◆ WORK REQUEST:
From the line containing "Please locate the palm" through the last line of the entries, set down every line exactly and add nothing.

◆ DATASET RECORDS:
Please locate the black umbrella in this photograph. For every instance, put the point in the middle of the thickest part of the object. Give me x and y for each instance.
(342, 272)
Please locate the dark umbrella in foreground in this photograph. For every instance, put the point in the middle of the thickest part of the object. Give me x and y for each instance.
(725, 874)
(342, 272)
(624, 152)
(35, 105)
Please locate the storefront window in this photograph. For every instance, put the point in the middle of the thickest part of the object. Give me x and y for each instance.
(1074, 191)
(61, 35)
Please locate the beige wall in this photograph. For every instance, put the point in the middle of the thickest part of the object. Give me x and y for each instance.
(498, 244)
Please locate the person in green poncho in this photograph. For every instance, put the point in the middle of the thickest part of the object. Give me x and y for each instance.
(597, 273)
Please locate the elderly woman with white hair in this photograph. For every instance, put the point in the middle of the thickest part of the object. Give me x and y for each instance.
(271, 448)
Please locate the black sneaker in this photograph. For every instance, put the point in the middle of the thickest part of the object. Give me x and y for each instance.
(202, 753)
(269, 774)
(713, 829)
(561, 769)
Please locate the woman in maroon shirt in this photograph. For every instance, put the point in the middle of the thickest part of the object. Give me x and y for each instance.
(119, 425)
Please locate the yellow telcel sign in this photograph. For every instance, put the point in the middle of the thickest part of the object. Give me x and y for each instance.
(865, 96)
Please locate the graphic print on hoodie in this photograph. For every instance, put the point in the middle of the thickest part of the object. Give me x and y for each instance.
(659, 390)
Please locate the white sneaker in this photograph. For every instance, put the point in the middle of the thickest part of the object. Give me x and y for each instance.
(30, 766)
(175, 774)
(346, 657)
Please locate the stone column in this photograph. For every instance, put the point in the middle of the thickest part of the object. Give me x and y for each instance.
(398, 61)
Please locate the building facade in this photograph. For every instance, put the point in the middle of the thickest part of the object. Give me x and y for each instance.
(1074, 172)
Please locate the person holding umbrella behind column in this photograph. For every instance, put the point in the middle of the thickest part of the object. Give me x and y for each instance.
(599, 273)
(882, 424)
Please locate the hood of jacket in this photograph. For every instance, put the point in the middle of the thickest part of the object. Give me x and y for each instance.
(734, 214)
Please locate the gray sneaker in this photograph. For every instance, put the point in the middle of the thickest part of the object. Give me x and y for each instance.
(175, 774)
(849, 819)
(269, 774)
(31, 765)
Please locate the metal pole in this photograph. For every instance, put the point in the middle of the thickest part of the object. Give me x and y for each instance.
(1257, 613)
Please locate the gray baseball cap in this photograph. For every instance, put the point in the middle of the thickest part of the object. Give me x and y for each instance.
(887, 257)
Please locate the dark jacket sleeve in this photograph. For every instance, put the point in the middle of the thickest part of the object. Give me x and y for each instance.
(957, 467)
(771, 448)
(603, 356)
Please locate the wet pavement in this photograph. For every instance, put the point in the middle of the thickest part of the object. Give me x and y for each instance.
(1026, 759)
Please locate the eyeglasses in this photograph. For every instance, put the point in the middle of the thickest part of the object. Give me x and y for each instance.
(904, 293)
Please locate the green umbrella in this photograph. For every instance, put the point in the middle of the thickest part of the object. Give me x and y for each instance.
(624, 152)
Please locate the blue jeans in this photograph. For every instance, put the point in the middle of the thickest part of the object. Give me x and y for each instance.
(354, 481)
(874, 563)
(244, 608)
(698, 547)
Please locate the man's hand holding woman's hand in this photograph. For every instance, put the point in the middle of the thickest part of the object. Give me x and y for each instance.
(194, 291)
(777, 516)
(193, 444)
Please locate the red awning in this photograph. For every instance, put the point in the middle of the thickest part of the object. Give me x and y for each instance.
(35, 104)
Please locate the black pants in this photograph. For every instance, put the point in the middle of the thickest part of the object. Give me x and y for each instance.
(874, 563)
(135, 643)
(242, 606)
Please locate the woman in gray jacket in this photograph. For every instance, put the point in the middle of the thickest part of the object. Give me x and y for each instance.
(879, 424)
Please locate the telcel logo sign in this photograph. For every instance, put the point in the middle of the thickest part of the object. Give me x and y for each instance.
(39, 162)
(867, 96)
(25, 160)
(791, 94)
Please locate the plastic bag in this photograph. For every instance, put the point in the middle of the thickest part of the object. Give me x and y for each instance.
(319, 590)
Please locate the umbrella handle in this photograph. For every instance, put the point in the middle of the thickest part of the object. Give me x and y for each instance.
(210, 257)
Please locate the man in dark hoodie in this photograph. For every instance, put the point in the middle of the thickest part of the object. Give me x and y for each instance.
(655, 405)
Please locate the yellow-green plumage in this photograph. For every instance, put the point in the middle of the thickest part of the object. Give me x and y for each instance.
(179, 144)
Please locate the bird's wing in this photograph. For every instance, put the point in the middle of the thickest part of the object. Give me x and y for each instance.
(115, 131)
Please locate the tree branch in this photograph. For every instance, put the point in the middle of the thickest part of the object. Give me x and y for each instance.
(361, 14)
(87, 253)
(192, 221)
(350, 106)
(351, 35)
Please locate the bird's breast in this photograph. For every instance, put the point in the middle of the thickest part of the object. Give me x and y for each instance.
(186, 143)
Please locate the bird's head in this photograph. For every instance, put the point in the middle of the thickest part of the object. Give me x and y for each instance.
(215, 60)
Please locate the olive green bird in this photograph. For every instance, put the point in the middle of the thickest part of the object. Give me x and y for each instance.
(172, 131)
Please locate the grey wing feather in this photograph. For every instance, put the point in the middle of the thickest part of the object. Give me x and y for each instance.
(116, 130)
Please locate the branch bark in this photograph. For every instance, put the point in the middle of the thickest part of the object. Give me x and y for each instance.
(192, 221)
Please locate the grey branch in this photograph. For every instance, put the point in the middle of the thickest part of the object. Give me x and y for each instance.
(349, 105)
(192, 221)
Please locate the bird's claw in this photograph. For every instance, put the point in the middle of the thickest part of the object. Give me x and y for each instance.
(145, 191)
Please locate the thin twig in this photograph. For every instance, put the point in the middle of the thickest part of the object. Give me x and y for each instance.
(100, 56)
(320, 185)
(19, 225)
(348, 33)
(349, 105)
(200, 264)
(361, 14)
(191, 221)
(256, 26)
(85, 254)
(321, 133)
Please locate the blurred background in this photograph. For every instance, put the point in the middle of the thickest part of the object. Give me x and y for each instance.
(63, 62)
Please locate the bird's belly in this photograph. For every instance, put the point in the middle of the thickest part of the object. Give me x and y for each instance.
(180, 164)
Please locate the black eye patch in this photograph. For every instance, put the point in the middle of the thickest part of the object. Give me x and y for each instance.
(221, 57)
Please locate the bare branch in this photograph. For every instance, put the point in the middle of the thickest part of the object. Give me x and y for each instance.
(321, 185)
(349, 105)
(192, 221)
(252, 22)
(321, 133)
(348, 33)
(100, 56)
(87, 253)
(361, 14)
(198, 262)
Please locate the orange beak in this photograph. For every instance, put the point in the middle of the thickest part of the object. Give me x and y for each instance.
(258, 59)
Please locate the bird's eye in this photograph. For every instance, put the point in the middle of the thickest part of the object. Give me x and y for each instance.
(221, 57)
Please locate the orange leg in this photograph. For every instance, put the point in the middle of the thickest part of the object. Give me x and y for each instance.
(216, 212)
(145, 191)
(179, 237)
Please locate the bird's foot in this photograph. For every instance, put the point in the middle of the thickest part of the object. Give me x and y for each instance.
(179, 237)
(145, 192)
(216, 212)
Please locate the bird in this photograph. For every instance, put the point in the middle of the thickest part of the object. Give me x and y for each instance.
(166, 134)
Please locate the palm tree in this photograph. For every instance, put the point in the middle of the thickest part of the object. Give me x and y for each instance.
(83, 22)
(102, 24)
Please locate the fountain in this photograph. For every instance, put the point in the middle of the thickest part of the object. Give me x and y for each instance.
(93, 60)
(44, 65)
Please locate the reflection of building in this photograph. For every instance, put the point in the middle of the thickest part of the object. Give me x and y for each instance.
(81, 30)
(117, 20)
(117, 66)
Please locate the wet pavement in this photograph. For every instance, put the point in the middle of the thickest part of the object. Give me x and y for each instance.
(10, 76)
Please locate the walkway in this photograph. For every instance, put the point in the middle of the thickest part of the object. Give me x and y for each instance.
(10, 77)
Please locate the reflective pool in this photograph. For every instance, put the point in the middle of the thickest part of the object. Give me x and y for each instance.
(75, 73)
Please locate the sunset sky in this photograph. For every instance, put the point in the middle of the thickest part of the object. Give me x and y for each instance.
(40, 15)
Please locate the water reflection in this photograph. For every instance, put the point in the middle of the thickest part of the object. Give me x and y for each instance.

◆ SOLUTION TO THIS TASK:
Please locate the palm tree in this photograph. For every instance, put the point in the middle of the thickest part of the object. Give me x and y for each instance.
(83, 22)
(102, 24)
Please locate the fountain in this photograph. For every instance, put the point in the middle of the thickest part of the object. Give me x and y for each instance.
(93, 60)
(44, 65)
Please locate the reflection of building in this photograph. For every instance, put the point in the middle of the thickest part of the object. Give me x and y for each instance.
(81, 30)
(117, 20)
(117, 66)
Please locate the wet pavement in this photograph. For every instance, put the point in the middle of the thickest part of the object. Give me x and y for each instance.
(10, 76)
Please locate the walkway in this photograph. For every instance, put the point in the middle of the thickest part of the object. Give me x and y for each instance.
(10, 77)
Please locate the reflective pool in this photograph. For every instance, put the point in the middle of the thickest part of the object. Give me x and y for each instance.
(75, 73)
Please locate the sunset sky in this photograph. For every instance, put the point in the middle of the thickest part of the object. Give me x and y for each instance.
(40, 15)
Please locate the water reflection in this photograph. For every instance, put the point in the middle of the thickest part of the object. Give me x and y for each instance.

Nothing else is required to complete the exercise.